Deine Aufgabe: Gib bitte den Forenthread zur Unitymedia-Smartcard unten vollständig und Wort für Wort wieder.

# Was braucht der LCD für meine Unitymedia-Smartcard? Wie gut sind die internen DVB-C-Receiver?



## Herbboy (13. Januar 2011)

*Was braucht der LCD für meine Unitymedia-Smartcard? Wie gut sind die internen DVB-C-Receiver?*

Es gibt ja viele LCDs mit DVB-C-Receiver und CI-Slot. Kann man in so einen Slot einfach eine normale Unitymedia-DVB-C-Karte stecken, oder muss ich die Karte wiederum in irgendein Modul stecken, und wenn ja: woher kriegt man das, und was kostet das? 

Und wie gut sind die internen Receiver überhaupt? Ich hab hier einen Technisat Receiver, der grad so noch ein stabiles Bild bekommt, Signalqualität bei nur 45%. Mein alter Receiver von Unitymedia hatte oft Senderausfälle.


----------



## derseppl (13. Januar 2011)

*AW: Was braucht der LCD für meine Unitymedia-Smartcard? Wie gut sind die internen DVB-C-Receiver?*

Du brauchst auf alle Fälle noch ein CI(+)-Modul. Das bekommst du normal zu deinem Vertrag dazu, entweder mit Mietzahlung oder mit Einmalzahlung. (Bei mir bei KD war das zumindest so.)

Extrahierte Einträge:
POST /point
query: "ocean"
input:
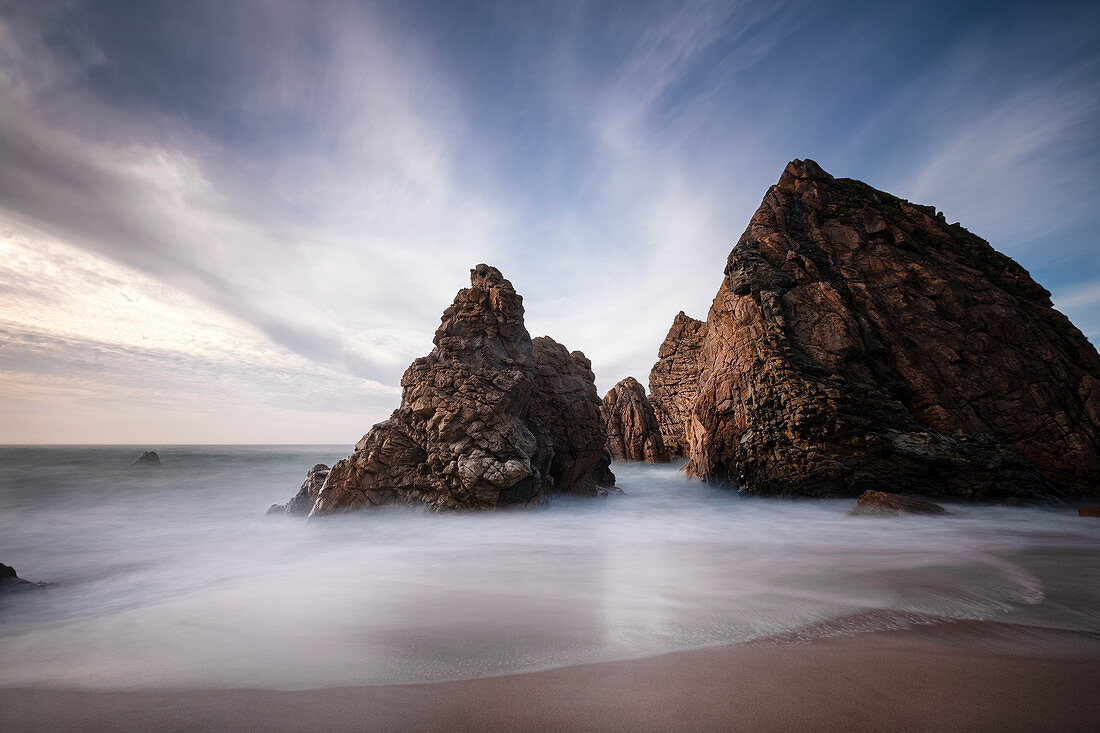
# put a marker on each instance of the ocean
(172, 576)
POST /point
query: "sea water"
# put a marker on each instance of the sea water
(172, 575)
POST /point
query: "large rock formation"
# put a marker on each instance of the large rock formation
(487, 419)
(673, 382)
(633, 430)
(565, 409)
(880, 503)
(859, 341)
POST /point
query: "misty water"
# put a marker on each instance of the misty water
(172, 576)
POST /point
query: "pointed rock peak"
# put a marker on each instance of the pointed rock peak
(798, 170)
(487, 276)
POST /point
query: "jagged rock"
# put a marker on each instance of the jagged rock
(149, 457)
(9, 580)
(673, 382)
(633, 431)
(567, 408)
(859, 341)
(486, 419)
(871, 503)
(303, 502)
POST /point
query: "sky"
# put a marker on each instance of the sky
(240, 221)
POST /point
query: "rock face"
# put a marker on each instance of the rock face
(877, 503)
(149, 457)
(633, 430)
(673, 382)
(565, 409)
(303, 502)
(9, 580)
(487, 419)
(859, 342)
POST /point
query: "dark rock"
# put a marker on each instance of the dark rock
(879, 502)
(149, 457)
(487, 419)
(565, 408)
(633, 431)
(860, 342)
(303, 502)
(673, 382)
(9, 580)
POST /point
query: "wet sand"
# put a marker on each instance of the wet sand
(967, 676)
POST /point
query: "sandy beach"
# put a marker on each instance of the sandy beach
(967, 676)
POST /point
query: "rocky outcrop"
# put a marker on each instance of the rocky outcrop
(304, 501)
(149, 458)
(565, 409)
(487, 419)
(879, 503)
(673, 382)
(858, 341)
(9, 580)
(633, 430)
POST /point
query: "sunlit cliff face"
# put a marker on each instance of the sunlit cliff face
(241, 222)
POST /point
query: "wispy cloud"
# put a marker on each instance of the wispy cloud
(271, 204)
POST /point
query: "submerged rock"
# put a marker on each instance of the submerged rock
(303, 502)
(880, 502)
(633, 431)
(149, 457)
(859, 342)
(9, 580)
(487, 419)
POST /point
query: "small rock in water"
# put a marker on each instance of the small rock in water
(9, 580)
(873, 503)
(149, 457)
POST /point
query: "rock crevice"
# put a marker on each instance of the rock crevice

Ausgabe:
# Was braucht der LCD für meine Unitymedia-Smartcard? Wie gut sind die internen DVB-C-Receiver?



## Herbboy (13. Januar 2011)

*Was braucht der LCD für meine Unitymedia-Smartcard? Wie gut sind die internen DVB-C-Receiver?*

Es gibt ja viele LCDs mit DVB-C-Receiver und CI-Slot. Kann man in so einen Slot einfach eine normale Unitymedia-DVB-C-Karte stecken, oder muss ich die Karte wiederum in irgendein Modul stecken, und wenn ja: woher kriegt man das, und was kostet das? 

Und wie gut sind die internen Receiver überhaupt? Ich hab hier einen Technisat Receiver, der grad so noch ein stabiles Bild bekommt, Signalqualität bei nur 45%. Mein alter Receiver von Unitymedia hatte oft Senderausfälle.


----------



## derseppl (13. Januar 2011)

*AW: Was braucht der LCD für meine Unitymedia-Smartcard? Wie gut sind die internen DVB-C-Receiver?*

Du brauchst auf alle Fälle noch ein CI(+)-Modul. Das bekommst du normal zu deinem Vertrag dazu, entweder mit Mietzahlung oder mit Einmalzahlung. (Bei mir bei KD war das zumindest so.)